**Your task:**
Reproduce the records below, swapping each "instance" for "occurrence" and leaving every other character unchanged.
** start Records supplied **
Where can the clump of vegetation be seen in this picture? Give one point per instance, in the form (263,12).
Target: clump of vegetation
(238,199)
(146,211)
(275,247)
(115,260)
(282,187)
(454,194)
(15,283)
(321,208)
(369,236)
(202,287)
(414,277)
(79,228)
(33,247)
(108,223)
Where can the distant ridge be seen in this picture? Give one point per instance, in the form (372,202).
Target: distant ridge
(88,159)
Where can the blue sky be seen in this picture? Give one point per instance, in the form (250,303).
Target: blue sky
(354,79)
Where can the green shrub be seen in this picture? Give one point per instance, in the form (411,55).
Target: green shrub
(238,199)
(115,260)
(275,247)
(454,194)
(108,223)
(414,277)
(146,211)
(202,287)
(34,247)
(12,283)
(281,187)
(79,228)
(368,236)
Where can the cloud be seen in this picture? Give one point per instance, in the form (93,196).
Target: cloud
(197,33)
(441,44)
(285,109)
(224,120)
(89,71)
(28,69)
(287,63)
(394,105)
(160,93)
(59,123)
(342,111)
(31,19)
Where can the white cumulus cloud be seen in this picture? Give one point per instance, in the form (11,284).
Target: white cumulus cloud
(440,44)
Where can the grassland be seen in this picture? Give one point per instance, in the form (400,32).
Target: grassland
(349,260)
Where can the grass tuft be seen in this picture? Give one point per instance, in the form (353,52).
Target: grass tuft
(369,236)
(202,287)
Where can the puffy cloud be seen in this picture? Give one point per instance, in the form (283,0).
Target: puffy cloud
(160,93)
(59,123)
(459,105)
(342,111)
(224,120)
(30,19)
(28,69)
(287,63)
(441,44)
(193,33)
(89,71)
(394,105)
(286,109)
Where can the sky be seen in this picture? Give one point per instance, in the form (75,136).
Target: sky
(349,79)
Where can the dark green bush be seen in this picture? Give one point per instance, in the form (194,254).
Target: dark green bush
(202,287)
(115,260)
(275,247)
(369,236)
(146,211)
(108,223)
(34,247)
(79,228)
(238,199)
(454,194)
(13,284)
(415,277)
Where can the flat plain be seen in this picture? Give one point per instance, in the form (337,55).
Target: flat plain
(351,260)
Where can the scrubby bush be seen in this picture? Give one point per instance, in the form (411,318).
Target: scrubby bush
** end Records supplied **
**Answer below:**
Where can the clump of vegetation be seen in this picture? Give one point per occurrence, in the form (263,12).
Target: clump of vegetation
(238,199)
(146,211)
(275,247)
(115,260)
(282,187)
(454,194)
(15,283)
(321,208)
(369,236)
(202,287)
(414,277)
(79,228)
(33,247)
(108,223)
Where can the distant ridge be seen in this picture? Give one point per occurrence, in the form (372,202).
Target: distant ridge
(88,159)
Where can the blue sky be seen in this picture? Give one point per occurrence, in the form (250,303).
Target: blue sky
(354,79)
Where can the green shrub be seen in this picture? Give one point per occurrence, in the form (411,55).
Target: green shrub
(238,199)
(115,260)
(275,247)
(454,194)
(108,223)
(414,277)
(146,211)
(202,287)
(34,247)
(12,283)
(281,187)
(79,228)
(368,236)
Where can the cloud be seen in this picture? Give one point per occurrence, in the form (93,196).
Target: cloud
(197,33)
(441,44)
(285,109)
(224,120)
(89,71)
(28,69)
(287,63)
(394,105)
(160,93)
(59,123)
(342,111)
(31,19)
Where can the white cumulus cloud be seen in this picture? Give one point per occurrence, in the form (11,284).
Target: white cumulus cloud
(440,44)
Where can the grassland be seen in this picture? Give one point per occurrence, in the form (400,32).
Target: grassland
(349,260)
Where can the grass tuft be seen in this picture? Give one point per occurrence, in the form (353,52).
Target: grass tuft
(369,236)
(202,287)
Where can the puffy cloud be seen in this picture? Give one point per occurrence, in the form (283,0).
Target: puffy cloud
(160,93)
(59,123)
(459,105)
(342,111)
(224,120)
(30,19)
(28,69)
(287,63)
(441,44)
(193,33)
(89,71)
(394,105)
(286,109)
Where can the sky be seen in this picture? Give one point per occurrence, in the form (75,136).
Target: sky
(349,79)
Where can the dark green bush be seen in this picture? Give one point per occurrence, in the form (194,254).
Target: dark green bush
(202,287)
(115,260)
(275,247)
(369,236)
(146,211)
(108,223)
(34,247)
(79,228)
(238,199)
(454,194)
(13,284)
(415,277)
Where can the flat plain be seen in this picture? Give one point per occurrence, in the form (337,55).
Target: flat plain
(351,260)
Where can the scrubby bush be seen in this picture? Give one point per occurrence, in the form (411,318).
Target: scrubby bush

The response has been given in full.